Tasks ->
A. In the federated learning excerpt, what did Smith et al. aim to address by proposing MOCHA? Answer in one to three sentences.
B. Transcribe part of the federated learning excerpt, starting at the words "2. We also propose" and ending after the words "for implementing Per-FedAvg.".

2. We also propose a Personalized variant of the FedAvg algorithm, called Per-FedAvg, designed for solving the proposed personalized FL problem (Section 3). In particular, we elaborate on its connections with the original FedAvg algorithm (McMahan et al., 2016), and also, discuss a number of considerations that one need to take into account for implementing Per-FedAvg.

3. We study the convergence properties of the proposed Per-FedAvg algorithm for solving non-convex loss functions in terms of the objective function gradient norm (Section 4). In particular, we characterize the role of data heterogeneity and closeness of data distribution of different users, measured by distribution distances, such as Total Variation (TV) or 1-Wasserstein, on convergence of Per-FedAvg method.

### 1.1 Related Work

As mentioned earlier, McMahan et al. (2016) proposed the FedAvg algorithm, where the global model is updated by averaging local SGD updates. Later, Guha et al. (2019) proposed one-shot Federated Learning (FL) in which the master node learns the model after a single round of communication. Also, several approaches have been used to address the communication limitations in FL. This includes quantization and compression ideas (Reisizadeh et al., 2019; Dai et al., 2019) as well as performing multiple local updates before communicating with the master (Stich, 2018; Lin et al., 2018; Wang and Joshi, 2018). Several works have studied the problem of preserving privacy in federated learning (Duchi et al., 2014; McMahan et al., 2017; Agarwal et al., 2018; Zhu et al., 2019). More related to our paper, there are several works that study statistical heterogeneity of users’ data points in FL (Zhao et al., 2018; Sahu et al., 2018; Karimireddy et al., 2019; Haddadpour and Mahdavi, 2019; Khaled et al., 2019; Li et al., 2019), but they do not attempt to find a personalized solution for each user. In addition, Smith et al. (2017) used multi-task learning framework and proposed a new method, MOCHA, to address these statistical and systems challenges (including data heterogeneity as well as communication efficiency).

Rows ->
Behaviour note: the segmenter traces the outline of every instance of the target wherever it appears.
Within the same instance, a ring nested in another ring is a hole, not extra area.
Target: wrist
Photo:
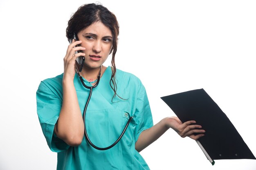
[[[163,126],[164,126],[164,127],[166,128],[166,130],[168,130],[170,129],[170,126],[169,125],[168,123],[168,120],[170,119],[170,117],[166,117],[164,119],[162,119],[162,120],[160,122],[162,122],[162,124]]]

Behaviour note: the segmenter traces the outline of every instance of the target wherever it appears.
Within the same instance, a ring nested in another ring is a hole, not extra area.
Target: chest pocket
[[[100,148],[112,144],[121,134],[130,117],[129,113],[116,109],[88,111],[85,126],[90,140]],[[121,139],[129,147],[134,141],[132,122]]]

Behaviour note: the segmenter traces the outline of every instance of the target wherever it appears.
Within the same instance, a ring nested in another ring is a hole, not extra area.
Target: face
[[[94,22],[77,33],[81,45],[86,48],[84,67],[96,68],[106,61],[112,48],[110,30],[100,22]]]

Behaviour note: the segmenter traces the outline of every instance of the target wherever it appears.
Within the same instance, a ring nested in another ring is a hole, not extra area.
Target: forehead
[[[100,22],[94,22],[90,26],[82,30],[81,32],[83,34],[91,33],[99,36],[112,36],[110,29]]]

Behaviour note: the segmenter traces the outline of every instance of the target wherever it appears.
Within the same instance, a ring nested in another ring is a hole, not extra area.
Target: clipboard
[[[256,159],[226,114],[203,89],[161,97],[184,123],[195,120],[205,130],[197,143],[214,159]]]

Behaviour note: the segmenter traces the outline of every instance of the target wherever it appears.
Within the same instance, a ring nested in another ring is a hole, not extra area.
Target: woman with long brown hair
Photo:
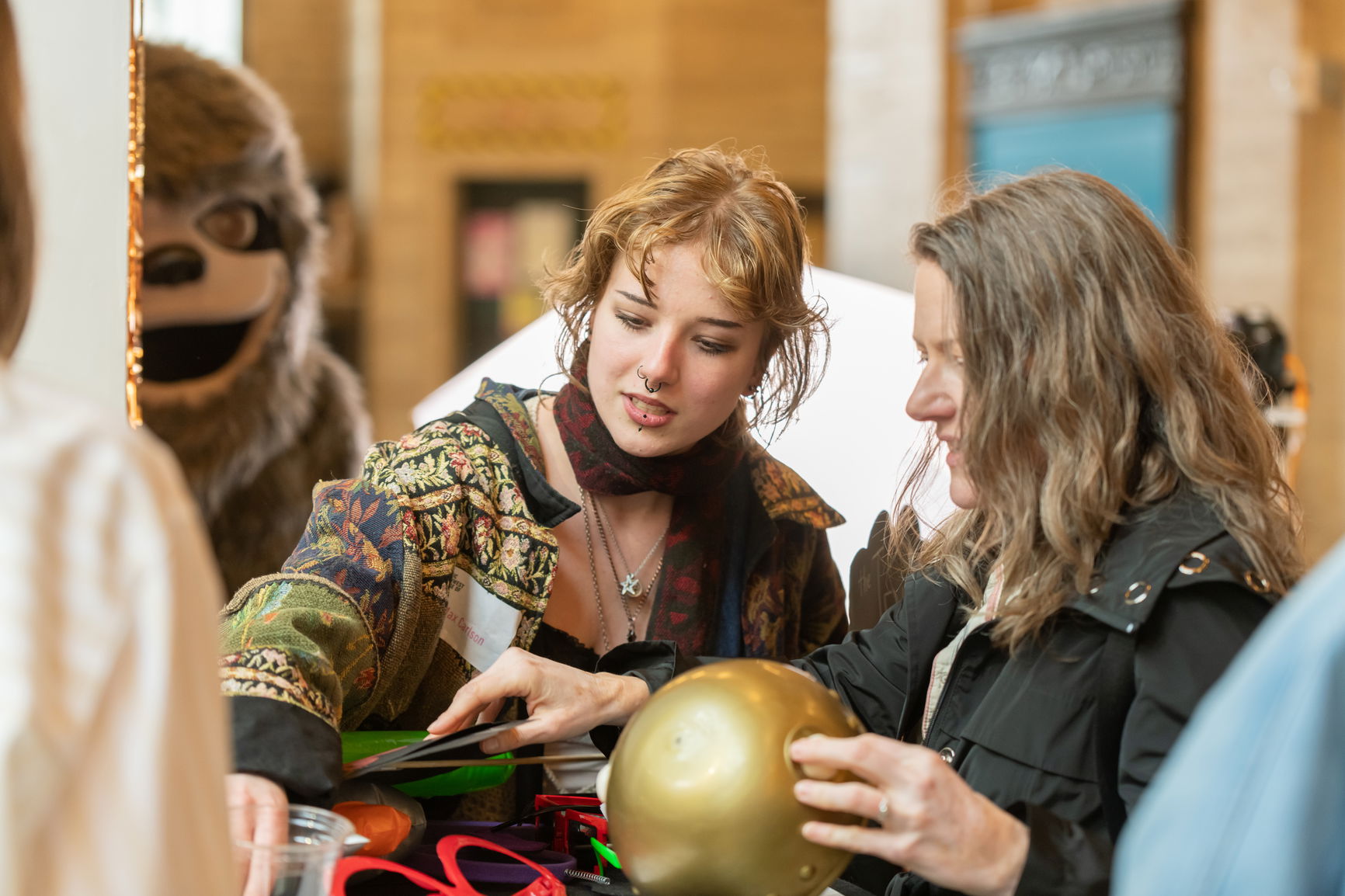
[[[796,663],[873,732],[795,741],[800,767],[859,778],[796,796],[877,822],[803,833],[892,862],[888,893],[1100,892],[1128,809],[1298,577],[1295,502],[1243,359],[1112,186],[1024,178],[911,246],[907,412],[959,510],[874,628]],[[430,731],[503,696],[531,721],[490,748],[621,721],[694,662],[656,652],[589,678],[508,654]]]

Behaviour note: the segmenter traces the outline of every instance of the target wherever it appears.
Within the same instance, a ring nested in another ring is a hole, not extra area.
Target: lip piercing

Task-by-task outputs ->
A. Smith et al. proposed MOCHA within a multi-task learning framework to address statistical and systems challenges in federated learning. These challenges include data heterogeneity and communication efficiency.

B.
2. We also propose a Personalized variant of the FedAvg algorithm, called Per-FedAvg, designed for solving the proposed personalized FL problem (Section 3). In particular, we elaborate on its connections with the original FedAvg algorithm (McMahan et al., 2016), and also, discuss a number of considerations that one need to take into account for implementing Per-FedAvg.